* **What you should do**:
Find each line below that contains the word "hair", and copy every such line.

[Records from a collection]
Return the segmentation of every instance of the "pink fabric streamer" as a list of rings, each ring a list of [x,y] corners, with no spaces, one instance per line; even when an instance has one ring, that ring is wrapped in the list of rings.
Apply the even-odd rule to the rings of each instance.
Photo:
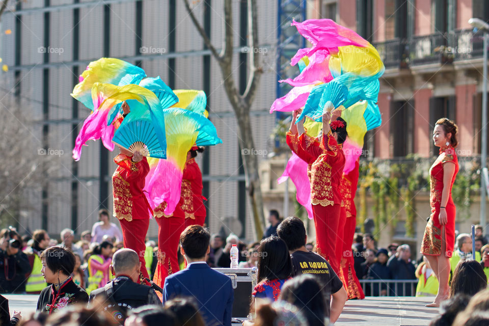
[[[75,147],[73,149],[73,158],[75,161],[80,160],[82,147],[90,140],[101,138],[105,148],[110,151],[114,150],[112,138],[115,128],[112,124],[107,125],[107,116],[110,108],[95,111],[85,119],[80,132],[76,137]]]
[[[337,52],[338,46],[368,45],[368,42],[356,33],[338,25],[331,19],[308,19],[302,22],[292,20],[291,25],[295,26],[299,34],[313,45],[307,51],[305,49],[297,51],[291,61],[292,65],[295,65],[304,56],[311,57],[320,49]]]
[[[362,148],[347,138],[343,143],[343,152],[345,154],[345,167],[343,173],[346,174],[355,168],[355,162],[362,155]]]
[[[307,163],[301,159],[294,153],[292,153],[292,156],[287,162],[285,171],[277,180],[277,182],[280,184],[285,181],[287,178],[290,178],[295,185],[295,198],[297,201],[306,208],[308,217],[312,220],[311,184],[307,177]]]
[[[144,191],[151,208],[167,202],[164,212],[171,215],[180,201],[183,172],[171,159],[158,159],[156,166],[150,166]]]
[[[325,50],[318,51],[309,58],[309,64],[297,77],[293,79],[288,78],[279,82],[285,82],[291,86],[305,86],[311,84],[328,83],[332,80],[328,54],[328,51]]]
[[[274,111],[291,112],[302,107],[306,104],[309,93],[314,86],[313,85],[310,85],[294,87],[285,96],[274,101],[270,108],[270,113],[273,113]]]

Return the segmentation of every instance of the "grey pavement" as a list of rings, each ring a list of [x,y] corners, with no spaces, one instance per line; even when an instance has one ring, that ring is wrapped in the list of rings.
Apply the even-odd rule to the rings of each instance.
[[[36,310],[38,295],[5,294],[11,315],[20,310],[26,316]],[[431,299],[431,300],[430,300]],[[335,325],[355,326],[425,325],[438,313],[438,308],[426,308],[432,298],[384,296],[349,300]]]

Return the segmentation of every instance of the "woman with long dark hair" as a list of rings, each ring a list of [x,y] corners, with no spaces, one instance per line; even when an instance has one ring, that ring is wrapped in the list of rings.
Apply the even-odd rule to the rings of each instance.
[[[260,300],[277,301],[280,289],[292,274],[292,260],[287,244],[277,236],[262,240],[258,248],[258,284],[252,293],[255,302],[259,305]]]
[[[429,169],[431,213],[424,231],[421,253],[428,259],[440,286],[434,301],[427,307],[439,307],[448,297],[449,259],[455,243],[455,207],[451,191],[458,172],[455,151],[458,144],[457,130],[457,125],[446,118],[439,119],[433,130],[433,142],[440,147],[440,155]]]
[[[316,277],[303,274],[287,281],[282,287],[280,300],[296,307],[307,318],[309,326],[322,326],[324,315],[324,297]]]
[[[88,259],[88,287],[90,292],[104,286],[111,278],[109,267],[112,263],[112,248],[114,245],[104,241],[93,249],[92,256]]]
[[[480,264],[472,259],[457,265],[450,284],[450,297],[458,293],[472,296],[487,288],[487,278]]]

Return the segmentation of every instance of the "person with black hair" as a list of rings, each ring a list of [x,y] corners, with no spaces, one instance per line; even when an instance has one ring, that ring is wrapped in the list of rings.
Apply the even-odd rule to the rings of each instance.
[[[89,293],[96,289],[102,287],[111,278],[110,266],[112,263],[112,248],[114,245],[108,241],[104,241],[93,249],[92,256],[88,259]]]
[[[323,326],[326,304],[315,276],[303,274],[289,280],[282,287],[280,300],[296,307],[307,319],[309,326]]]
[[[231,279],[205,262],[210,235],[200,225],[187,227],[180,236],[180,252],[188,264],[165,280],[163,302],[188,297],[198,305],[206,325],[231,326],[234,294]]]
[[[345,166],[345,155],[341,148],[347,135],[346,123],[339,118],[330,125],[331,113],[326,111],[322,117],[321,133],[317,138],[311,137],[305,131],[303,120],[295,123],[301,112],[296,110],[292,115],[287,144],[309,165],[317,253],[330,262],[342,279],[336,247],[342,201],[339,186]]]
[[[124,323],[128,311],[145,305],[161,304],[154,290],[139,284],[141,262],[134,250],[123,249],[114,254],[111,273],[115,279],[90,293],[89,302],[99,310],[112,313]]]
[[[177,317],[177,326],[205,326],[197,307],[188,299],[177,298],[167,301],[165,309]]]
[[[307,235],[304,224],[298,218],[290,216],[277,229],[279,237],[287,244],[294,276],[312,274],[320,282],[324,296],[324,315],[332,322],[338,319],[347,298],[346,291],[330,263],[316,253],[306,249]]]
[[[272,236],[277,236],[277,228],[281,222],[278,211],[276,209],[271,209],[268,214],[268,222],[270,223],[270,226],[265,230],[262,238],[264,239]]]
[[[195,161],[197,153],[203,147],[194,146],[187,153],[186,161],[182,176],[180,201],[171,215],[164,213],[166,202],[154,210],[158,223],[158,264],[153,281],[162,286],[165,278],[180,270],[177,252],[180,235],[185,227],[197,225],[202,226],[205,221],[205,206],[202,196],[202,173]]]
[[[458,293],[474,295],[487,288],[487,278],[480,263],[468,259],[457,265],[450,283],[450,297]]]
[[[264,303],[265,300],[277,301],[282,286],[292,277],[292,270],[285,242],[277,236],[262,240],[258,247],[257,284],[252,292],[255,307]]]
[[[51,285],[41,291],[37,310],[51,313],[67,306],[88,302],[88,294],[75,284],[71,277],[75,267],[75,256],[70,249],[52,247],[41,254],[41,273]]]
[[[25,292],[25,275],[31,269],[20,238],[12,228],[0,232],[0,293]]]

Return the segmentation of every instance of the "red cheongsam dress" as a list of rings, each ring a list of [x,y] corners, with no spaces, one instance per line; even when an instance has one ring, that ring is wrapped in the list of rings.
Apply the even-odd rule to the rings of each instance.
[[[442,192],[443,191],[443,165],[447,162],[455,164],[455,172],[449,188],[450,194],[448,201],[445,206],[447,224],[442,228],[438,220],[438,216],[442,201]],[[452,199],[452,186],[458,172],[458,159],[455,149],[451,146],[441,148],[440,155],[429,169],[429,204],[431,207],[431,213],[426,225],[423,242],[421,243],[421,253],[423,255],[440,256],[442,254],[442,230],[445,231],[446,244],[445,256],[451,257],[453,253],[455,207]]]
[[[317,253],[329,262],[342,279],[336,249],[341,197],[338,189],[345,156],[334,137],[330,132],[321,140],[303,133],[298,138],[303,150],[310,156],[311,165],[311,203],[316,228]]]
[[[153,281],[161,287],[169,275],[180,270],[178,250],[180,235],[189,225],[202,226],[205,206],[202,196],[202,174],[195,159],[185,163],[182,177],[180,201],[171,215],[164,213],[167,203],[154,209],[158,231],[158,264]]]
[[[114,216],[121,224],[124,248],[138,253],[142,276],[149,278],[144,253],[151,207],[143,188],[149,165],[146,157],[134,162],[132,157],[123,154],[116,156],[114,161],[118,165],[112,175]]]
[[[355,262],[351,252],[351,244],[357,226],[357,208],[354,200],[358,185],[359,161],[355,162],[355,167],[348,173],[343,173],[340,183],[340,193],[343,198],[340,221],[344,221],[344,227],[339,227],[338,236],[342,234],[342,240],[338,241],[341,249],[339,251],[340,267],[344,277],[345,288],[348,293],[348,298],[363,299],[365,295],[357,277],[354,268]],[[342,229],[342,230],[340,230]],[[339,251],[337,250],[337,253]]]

* **Correct result**:
Return the segmentation of every instance of the "woman with long dark hair" as a list of rings, each ring a list of [x,y] corners, with no spaces, one instance per line; even when an instance has one ring, that ring is wrapped in the list of rings.
Return the segmentation of every instance of the "person with black hair" as a list of rings, each ring a list of [x,y] corners, with no spaces, one instance per line; even when an instance has one ring, that ring is wrapped in the list of rings.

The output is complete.